STATED PROBLEM ->
Copy all the material that follows, keeping every character the same.

SOURCE RECORDS ->

━━━━━━

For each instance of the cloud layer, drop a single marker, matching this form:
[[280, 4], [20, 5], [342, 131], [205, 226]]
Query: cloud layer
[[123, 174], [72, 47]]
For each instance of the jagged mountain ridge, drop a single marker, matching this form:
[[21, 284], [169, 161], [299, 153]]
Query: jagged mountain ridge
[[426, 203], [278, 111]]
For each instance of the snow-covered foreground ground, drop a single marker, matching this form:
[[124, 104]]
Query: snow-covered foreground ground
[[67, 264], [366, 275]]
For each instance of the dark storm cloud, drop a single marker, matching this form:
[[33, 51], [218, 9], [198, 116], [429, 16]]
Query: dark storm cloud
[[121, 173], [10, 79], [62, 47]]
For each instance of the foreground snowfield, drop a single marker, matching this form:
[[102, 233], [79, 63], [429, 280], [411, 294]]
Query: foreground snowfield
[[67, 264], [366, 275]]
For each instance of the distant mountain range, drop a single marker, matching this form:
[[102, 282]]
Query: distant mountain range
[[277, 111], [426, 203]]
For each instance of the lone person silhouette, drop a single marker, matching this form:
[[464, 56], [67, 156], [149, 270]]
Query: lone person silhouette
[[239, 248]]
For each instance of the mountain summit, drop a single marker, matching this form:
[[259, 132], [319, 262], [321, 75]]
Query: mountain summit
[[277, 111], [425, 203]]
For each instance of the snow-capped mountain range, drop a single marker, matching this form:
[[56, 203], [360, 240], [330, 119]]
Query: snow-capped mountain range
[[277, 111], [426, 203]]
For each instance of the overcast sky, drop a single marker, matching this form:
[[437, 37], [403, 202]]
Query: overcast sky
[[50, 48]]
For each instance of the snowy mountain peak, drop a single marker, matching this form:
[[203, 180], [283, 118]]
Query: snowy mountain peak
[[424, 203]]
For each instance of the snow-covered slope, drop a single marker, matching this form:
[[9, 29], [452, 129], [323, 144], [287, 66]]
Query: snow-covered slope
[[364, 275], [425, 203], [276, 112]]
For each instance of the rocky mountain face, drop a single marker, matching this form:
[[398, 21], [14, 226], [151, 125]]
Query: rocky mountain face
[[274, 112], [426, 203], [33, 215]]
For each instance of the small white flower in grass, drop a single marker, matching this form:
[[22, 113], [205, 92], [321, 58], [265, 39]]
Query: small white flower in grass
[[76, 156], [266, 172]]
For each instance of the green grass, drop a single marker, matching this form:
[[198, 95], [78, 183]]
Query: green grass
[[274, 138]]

━━━━━━

RESPONSE TO THIS EXERCISE ->
For each instance of the cloud layer, drop a single marker, matching this form:
[[280, 4], [20, 5], [342, 131], [205, 226]]
Query: cloud layer
[[123, 174], [72, 47]]
For each instance of the jagged mountain ridge, drop a single marker, matching this form:
[[21, 284], [169, 161], [299, 153]]
Query: jagged mountain ridge
[[426, 203], [278, 111]]
For each instance of the snow-covered foreground ground, drop a single marker, matching this form:
[[124, 104]]
Query: snow-covered foreground ground
[[67, 264], [366, 275]]
For each instance of the dark storm cloud, drop a single marker, matching this form:
[[33, 51], [218, 9], [198, 116], [429, 16]]
Query: dark storm cloud
[[121, 173], [10, 79], [62, 47]]
For each instance of the foreground snowfield, drop a single marker, matching this form:
[[102, 233], [79, 63], [429, 280], [411, 294]]
Query: foreground snowfield
[[67, 264], [366, 275]]
For each instance of the distant mountain range, drop a single marker, matching this form:
[[102, 282]]
Query: distant mountain range
[[277, 111], [426, 203]]
For each instance of the lone person silhouette, drop a single marker, matching this form:
[[464, 56], [67, 156], [149, 270]]
Query: lone person silhouette
[[239, 248]]
For each instance of the mountain summit, drop a single marker, matching this form:
[[259, 132], [319, 262], [321, 75]]
Query: mountain summit
[[277, 111], [425, 203]]
For each instance of the snow-capped mountain range, drop a single marker, matching this form:
[[56, 203], [360, 240], [330, 119]]
Query: snow-capped mountain range
[[277, 111], [426, 203]]
For each instance of the overcast sky, drop a single marker, matching this form:
[[437, 37], [403, 202]]
Query: overcast sky
[[50, 48]]
For each instance of the snowy mountain peak, drop a single marker, matching this form:
[[203, 180], [283, 118]]
Query: snowy mountain peak
[[424, 203]]
For each instance of the snow-covered slope, drop a single marker, matching this form:
[[9, 29], [452, 129], [323, 144], [287, 66]]
Query: snow-covered slope
[[364, 275], [425, 203], [276, 112]]
For each instance of the rocky mountain face, drop a single marker, matching this form:
[[398, 21], [14, 226], [151, 125]]
Query: rocky mountain face
[[274, 112], [426, 203], [33, 215]]
For each instance of the small white flower in grass, drop a single marker, matching this form:
[[22, 113], [205, 92], [321, 58], [265, 39]]
Query: small white flower in grass
[[76, 156], [266, 172]]
For each instance of the green grass, drop a single marker, matching this form:
[[198, 95], [78, 183]]
Query: green grass
[[274, 138]]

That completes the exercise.